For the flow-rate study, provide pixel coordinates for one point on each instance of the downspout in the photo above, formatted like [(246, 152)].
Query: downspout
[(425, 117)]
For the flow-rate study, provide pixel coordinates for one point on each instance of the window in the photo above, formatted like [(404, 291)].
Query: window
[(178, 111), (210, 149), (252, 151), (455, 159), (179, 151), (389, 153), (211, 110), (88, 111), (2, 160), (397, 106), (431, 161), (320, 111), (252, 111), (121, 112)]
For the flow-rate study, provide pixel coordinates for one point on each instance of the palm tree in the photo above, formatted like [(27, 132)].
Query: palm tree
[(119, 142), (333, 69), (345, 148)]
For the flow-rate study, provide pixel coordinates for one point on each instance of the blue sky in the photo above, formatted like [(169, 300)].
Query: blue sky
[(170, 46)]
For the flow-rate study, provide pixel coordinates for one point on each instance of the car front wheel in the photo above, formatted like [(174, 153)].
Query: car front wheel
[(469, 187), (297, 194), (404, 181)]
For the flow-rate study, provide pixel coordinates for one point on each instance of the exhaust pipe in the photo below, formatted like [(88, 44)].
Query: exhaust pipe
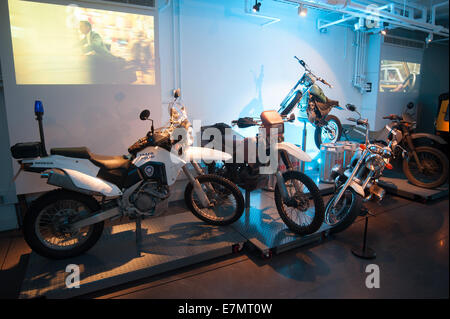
[(99, 217)]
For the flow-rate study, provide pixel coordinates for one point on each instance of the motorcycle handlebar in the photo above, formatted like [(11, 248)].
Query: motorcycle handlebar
[(303, 64)]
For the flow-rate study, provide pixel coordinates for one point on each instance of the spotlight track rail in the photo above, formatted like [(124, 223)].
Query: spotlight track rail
[(392, 13)]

- - - -

### WRITTEN INSTRUCTION
Pictures are excluded; copy every other part of the records exactly.

### PROBLEM SOLUTION
For the flow-rate study, provide pixel coordinates for one point on each instance of the downspout in the photo above, formatted like [(246, 152)].
Query: downspout
[(425, 117)]
For the flow-rate study, provide pixel coordinates for one point on each instance of the window in the photo above, formatted like [(404, 291)].
Query: window
[(178, 111), (210, 149), (252, 151), (455, 159), (179, 151), (389, 153), (211, 110), (88, 111), (2, 160), (397, 106), (431, 161), (320, 111), (252, 111), (121, 112)]
For the flow-rate study, provide pixel coordinates for one point on each instance of the palm tree in the photo above, formatted like [(27, 132)].
Query: palm tree
[(119, 142), (333, 69), (345, 148)]
For the flow-rate study, provide pixel coordinates for one point on each instance of the blue sky in the photo above, formatted like [(169, 300)].
Query: blue sky
[(170, 46)]
For the flow-rate study, provide pixel coordinates for one point on each instance of the car front wheel in the photo above, formatted like [(174, 153)].
Query: car front wheel
[(469, 187), (297, 194), (404, 181)]
For the flow-rate study, provide pixel coordinates for one point on each instance of the exhaust pipe in the photo below, formatted like [(88, 44)].
Query: exhaust pipe
[(99, 217)]
For the flow-rate study, provide pixel coordinates for one point on each instance of the motorcycle handlebar in the photo above, formatted like [(11, 248)].
Query: motorcycle handlebar
[(303, 64)]
For the flow-rate study, provide pixel coordinates for one point on each instance of the spotlight track rail in the photo above, formatted like [(124, 223)].
Query: spotlight track rail
[(392, 13)]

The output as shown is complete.